## Extracted text

Bandwidth communism

Promoters of remote outsourced datacenter, such as Nicholas Carr usually ignore the availability and the cost  bandwidth.  Think Netflix and all conflicts it is fighting with the local cable internet providers. We can't assume that free Internet connectivity is adequate for all business purposes.  Such an assumption is corrected called "bandwidth communism".

Yes, fiber-optic changed WAN landscape making remote services more viable and Internet tremendously more powerful.  But the devil is in details. For example file sharing for a large company over WAN is still bad idea as public bandwidth is insufficient and private WAN is costly. Also any enterprise making bet of 24x7 availability of public bandwidth for vital corporate services looks slightly suicidal because of the "tragedy of commons" problem, which already demonstrated itself in repressions against P2P enthusiasts by large ISPs.  All-in-all this "grand utility computing" vision ("bandwidth communism") is problematic because somebody needs to pay for all this expensive infrastructure.

## Provided material
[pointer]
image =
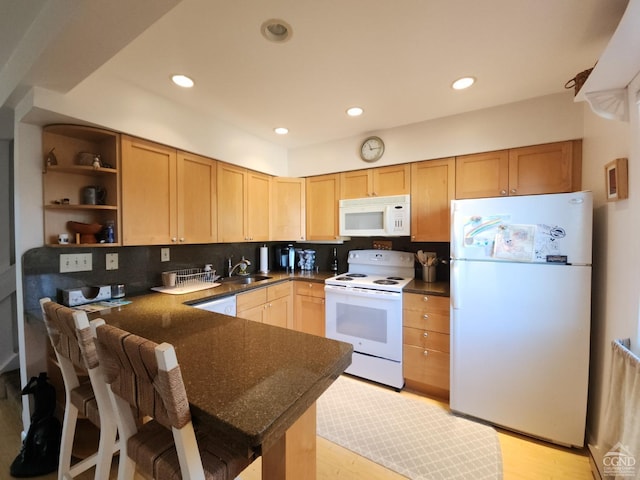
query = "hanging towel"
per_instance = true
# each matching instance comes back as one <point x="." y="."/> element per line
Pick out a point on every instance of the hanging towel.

## Problem set
A. Based on the text on bandwidth communism, are these statements true? (i) Fiber-optic made remote services more viable. (ii) Private WAN is an inexpensive option for a large company's file sharing. (iii) Large ISPs have taken repressive action against P2P enthusiasts. Answer yes or no for each, quoting the words from the text that decide it.
B. Repeat the bandwidth communism text word for word, starting at "Yes, fiber-optic changed" and ending at "this expensive infrastructure.".
C. Write the next part of the text on bandwidth communism, picking up after its final sentence.
The data above was taken from a separate source.

## The responses
A.
(i) Yes: "fiber-optic changed WAN landscape making remote services more viable"
(ii) No: "private WAN is costly"
(iii) Yes: "repressions against P2P enthusiasts by large ISPs"

B.
Yes, fiber-optic changed WAN landscape making remote services more viable and Internet tremendously more powerful.  But the devil is in details. For example file sharing for a large company over WAN is still bad idea as public bandwidth is insufficient and private WAN is costly. Also any enterprise making bet of 24x7 availability of public bandwidth for vital corporate services looks slightly suicidal because of the "tragedy of commons" problem, which already demonstrated itself in repressions against P2P enthusiasts by large ISPs.  All-in-all this "grand utility computing" vision ("bandwidth communism") is problematic because somebody needs to pay for all this expensive infrastructure.

C.
Fiber networks increased both Internet and LAN bandwidth substantially and revitalized distributed computing. But there is a big difference whether you distribute over LAN or WAN.  The latter is much tougher case. With all the tremendous progress of Internet available bandwidth does not increase as quickly as computing power. Nowhere close, and it never has. If anything, due to increased scrutiny and "shaping" by ISPs (they are not a charity and need to be profitable)  bandwidth "per user" might recently start decreasing as such resource hogs as YouTube and video programming distribution services (movies on demand) are becoming more and more prominent. Ability of video streams and P2P services to clog the Net in the most inopportune moment  now is well established fact and is  a real curse for  university networks.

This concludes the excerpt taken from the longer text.